▸ **TASK BRIEF**:
From the records, return each line that has the word "instance" in it.

▸ **Stored items**:
○ ○ ○ ○ ○ ○ ○
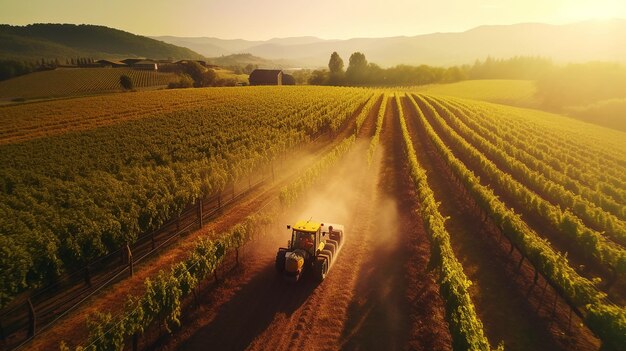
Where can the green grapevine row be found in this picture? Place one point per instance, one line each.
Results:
(573, 150)
(366, 110)
(606, 320)
(465, 326)
(379, 126)
(68, 199)
(517, 149)
(164, 294)
(566, 223)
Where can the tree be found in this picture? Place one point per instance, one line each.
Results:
(208, 78)
(318, 77)
(335, 66)
(357, 68)
(126, 82)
○ ○ ○ ○ ○ ○ ○
▸ **ANSWER TO THIS PROBLEM**:
Where can the green grapevine row be found in this picture? Place one point per instance, one line each.
Where can the tree be found in this picture? Place one point per instance, one line each.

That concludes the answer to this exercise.